## 問題 A:
抜粋によると、日本で最初にポルフィリン症患者が報告されたのは何年か。
## 問題 B:
抜粋では、ポルフィリン症の知名度が低い最大の理由は何だとされているか。1～3文で説明しなさい。
## 問題 C:
抜粋のうち、「指定難病 ポルフィリン症はポ」から「各種活性酸素の発生源となる。」までを一字一句変えずに書き出しなさい。

## 抜粋:
ポルフィリン症の診断技術と治療研究の推進・進化を期待

 1920年、わが国で最初にポルフィリン症患者が報告されて以来、100年経ったが未だに医療関係者ですらこの病気を知らない者が多く、その知名度は極めて低い。遺伝性ポルフィリン症は診断されていない患者が意外と多い。また、ポルフィリン代謝異常を起こす疾患は鉛中毒や血液・肝障害など意外と多い。にもかかわらず知名度が低い最大の理由は診断と治療の難しさにあるようだ。リトマス試験紙のような簡単な検査法が開発されると良いのだが。また、医学・医療に対する高い志があれば検査・診断はすぐに成就されるのだが。Impossible is Nothingである。
 指定難病 ポルフィリン症はポルフィリン代謝異常症の中で最も深刻な疾患で、生命の根源物質ヘムの合成を行うポルフィリン代謝系酵素の異常に基づく疾患群である。ポルフィリンの代謝障害が骨髄の赤芽球で起こると主に皮膚症状、肝臓で起こると消化器・神経・精神症状が、そして赤芽球と肝細胞の両者で起こると皮膚症状と肝障害が生じ、病因別に9病型が知られている。このヘム生合成の中間体であるポルフィリンが過剰産生・蓄積した場合に各種活性酸素の発生源となる。

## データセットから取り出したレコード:

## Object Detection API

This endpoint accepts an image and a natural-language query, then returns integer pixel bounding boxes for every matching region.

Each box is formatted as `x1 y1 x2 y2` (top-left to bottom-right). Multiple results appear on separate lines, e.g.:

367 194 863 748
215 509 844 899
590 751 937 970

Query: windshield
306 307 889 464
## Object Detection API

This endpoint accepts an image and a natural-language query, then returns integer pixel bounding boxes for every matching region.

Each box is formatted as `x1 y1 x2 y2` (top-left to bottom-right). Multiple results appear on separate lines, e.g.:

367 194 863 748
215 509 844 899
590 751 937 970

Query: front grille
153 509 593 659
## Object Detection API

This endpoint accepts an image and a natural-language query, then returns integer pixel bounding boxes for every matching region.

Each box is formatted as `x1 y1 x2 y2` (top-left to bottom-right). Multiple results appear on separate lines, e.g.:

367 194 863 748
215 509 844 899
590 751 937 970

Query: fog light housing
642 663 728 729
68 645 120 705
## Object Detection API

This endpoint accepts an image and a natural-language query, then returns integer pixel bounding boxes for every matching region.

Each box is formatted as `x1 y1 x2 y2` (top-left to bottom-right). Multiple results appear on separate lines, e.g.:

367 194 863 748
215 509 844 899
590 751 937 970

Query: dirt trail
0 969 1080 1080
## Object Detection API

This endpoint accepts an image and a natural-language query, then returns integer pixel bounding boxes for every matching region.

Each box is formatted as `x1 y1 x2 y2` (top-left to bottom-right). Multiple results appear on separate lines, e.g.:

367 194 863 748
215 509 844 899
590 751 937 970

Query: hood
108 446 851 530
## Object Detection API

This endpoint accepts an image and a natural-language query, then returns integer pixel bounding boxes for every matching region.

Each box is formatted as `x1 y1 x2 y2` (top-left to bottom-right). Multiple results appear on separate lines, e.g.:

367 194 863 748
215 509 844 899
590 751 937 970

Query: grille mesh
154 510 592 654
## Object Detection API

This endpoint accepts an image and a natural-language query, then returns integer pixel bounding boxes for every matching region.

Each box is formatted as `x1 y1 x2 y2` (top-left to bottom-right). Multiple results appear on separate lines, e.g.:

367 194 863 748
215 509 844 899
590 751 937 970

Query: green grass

## 解答 A:
1920年

## 解答 B:
ポルフィリン代謝異常を起こす疾患は意外と多いにもかかわらず知名度が低い最大の理由は、診断と治療の難しさにあるとされている。

## 解答 C:
指定難病 ポルフィリン症はポルフィリン代謝異常症の中で最も深刻な疾患で、生命の根源物質ヘムの合成を行うポルフィリン代謝系酵素の異常に基づく疾患群である。ポルフィリンの代謝障害が骨髄の赤芽球で起こると主に皮膚症状、肝臓で起こると消化器・神経・精神症状が、そして赤芽球と肝細胞の両者で起こると皮膚症状と肝障害が生じ、病因別に9病型が知られている。このヘム生合成の中間体であるポルフィリンが過剰産生・蓄積した場合に各種活性酸素の発生源となる。